Records contained in a dataset:
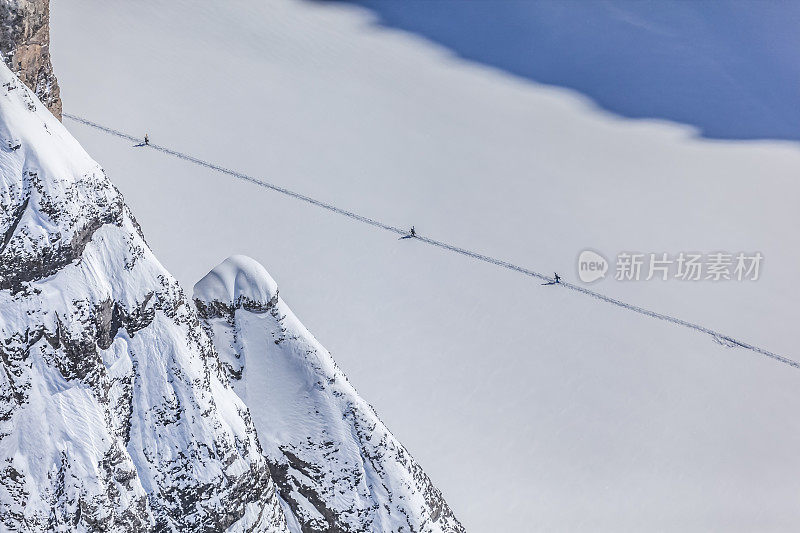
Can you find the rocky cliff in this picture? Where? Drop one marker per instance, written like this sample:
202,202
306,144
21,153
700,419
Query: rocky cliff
337,466
115,411
25,45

Directions for this task: Copy out all of the data word for word. Do not carry over any picture.

Task result:
Can you find the rocky cliff in this picture? Where? Drop one marker per instance, written like this sample:
202,202
306,144
21,153
700,419
Query: rocky cliff
337,466
115,411
25,45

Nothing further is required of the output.